*Ziel 1*. Gib die Zeilen der Datensatzeinträge erneut wieder, beginnend mit der Zeile, die „Shot-chart prep: mark the gothic“ enthält, und endend mit der letzten Zeile. Tausche dabei „planter“ gegen „flower pot“ aus und lass alles andere unverändert.

*Textauszug*.
#####
Unter den oben aufgezählten europäischen Fassungen ist wohl das dänische Gedicht von den drei englischen Königssöhnen Karl, Wilhelm und Artus die älteste; ob es etwa von P. J. Hegelund (1542–1614) herrührt, müßte noch untersucht werden; die isländische Prosa von 1691 und die schwedische von 1701 sind wohl daraus abgeleitet. Das holländische Vorbild, auf das die Titelworte ‘af hollandsk paa danske Rim udsat’ hinweisen, ist vorläufig unbekannt; merkwürdig aber stimmt in vielem dazu der niederländische, um 1250 von Penninc und Pieter Vostaert aus einem verlorenen französischen Gedicht übersetzte ‘Roman van Walewein’ (ed. Jonckbloet 1846–48; vgl. Histoire litt. de la France 30, 82 und Ker, Folk-lore 5, 121). Hier verlangt König Artus nicht nach einem Heilmittel, sondern nach einem kostbaren Schachbrett, das er in der Luft erblickt, und sein Neffe Walewein (oder Gawein) macht sich auf, es zu holen. Er dringt ins Wunderland, dessen König ihm das Schachbrett zu übergeben verheißt, wenn er ihm das Schwert ‘metten vremden ringen’ (in Chrestiens Perceval ‘l’espée aux estranges renges’) herbeischaffe. Der Besitzer dieses Schwertes, König Amoris auf Ravensten, aber verlangt, daß er ihm für diese Gabe Isabele, die schöne Tochter des indischen Königs Assentin, zuführe. Als Walewein mit Hilfe des in einen Fuchs verzauberten Prinzen Roges in das Schloß Assentins dringt, erkennt Isabele in ihm den von ihr im Traum erschauten Ritter und will mit ihm entfliehen, doch werden beide gefangen und erst durch den Geist des roten Ritters, der dem Helden für sein christliches Begräbnis Dank erweisen will, befreit. Wie nun Walewein seinem Eide getreu die geliebte Isabele dem Amoris übergeben will, ist dieser gestorben, und der Held kann daher freudenvoll mit der Jungfrau und dem Schachbrett, das er gegen das Wunderschwert eingetauscht hat, vor König Artus treten.
#####
Datensatzeinträge:

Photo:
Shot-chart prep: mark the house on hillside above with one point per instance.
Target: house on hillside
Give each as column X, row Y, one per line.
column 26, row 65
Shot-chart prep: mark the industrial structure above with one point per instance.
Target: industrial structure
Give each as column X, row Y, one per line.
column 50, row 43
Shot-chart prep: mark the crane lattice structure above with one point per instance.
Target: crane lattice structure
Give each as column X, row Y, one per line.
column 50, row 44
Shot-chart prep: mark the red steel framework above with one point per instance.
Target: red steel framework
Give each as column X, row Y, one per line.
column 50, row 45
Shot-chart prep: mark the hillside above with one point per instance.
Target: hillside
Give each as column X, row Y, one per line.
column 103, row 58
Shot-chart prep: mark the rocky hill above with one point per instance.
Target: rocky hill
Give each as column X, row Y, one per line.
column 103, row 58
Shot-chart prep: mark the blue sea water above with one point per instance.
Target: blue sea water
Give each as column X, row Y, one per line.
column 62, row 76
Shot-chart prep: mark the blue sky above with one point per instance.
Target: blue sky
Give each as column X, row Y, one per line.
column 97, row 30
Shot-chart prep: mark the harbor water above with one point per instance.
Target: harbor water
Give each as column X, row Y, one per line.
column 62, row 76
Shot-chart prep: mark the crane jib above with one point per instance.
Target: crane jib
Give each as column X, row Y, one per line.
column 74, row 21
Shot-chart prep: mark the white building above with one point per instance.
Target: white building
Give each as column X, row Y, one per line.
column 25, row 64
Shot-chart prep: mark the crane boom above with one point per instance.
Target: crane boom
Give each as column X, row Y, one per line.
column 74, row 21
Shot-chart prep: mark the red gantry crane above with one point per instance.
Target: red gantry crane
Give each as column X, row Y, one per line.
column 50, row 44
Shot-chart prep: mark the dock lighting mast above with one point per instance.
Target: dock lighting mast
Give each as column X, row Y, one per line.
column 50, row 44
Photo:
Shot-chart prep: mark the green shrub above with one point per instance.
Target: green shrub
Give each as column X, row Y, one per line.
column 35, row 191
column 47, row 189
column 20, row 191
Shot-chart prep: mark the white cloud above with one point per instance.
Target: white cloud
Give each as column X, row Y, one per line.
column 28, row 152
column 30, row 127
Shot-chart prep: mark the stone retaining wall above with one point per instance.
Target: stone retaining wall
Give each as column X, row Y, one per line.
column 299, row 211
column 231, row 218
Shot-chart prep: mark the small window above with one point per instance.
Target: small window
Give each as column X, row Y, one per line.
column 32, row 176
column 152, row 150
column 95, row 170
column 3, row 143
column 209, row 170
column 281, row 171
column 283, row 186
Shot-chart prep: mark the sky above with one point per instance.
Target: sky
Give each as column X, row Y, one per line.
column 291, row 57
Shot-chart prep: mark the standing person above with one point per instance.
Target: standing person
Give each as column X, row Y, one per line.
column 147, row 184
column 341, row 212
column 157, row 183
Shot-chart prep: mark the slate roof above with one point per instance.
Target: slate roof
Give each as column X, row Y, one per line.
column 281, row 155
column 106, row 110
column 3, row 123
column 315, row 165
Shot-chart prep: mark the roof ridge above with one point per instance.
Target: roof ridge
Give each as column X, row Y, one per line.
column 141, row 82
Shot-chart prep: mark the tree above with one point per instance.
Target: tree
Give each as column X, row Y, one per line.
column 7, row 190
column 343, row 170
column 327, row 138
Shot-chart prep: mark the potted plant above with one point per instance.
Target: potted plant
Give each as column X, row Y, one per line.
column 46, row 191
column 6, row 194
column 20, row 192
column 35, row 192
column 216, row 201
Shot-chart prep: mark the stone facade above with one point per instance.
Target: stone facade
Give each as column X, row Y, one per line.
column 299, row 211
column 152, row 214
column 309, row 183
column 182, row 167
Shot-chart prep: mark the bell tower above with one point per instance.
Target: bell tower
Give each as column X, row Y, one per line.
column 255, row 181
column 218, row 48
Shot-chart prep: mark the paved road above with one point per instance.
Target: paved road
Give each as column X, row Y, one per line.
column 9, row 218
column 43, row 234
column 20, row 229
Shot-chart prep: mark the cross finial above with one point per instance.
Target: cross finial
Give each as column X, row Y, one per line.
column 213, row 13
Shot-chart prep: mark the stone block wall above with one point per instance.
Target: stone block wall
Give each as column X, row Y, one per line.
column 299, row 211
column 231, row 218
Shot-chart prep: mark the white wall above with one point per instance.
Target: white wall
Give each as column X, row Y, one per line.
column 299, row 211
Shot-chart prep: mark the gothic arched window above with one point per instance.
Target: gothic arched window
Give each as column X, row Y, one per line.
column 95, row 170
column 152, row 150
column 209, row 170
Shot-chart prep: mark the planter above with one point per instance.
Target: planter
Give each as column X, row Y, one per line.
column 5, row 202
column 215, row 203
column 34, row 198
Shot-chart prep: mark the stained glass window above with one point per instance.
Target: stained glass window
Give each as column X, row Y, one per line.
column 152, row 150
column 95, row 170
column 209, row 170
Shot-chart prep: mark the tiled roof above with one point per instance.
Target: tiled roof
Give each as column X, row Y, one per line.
#####
*Ziel 2*. Wonach verlangt König Artus laut dem Textauszug im „Roman van Walewein“?

*Vollständige Antwort 1*.
Shot-chart prep: mark the gothic arched window above with one point per instance.
Target: gothic arched window
Give each as column X, row Y, one per line.
column 95, row 170
column 152, row 150
column 209, row 170
Shot-chart prep: mark the flower pot above with one point per instance.
Target: flower pot
Give each as column X, row Y, one per line.
column 5, row 202
column 215, row 203
column 34, row 198
Shot-chart prep: mark the stained glass window above with one point per instance.
Target: stained glass window
Give each as column X, row Y, one per line.
column 152, row 150
column 95, row 170
column 209, row 170
Shot-chart prep: mark the tiled roof above with one point per instance.
Target: tiled roof
Give each as column X, row Y, one per line.

*Vollständige Antwort 2*. Nach einem kostbaren Schachbrett, das er in der Luft erblickt.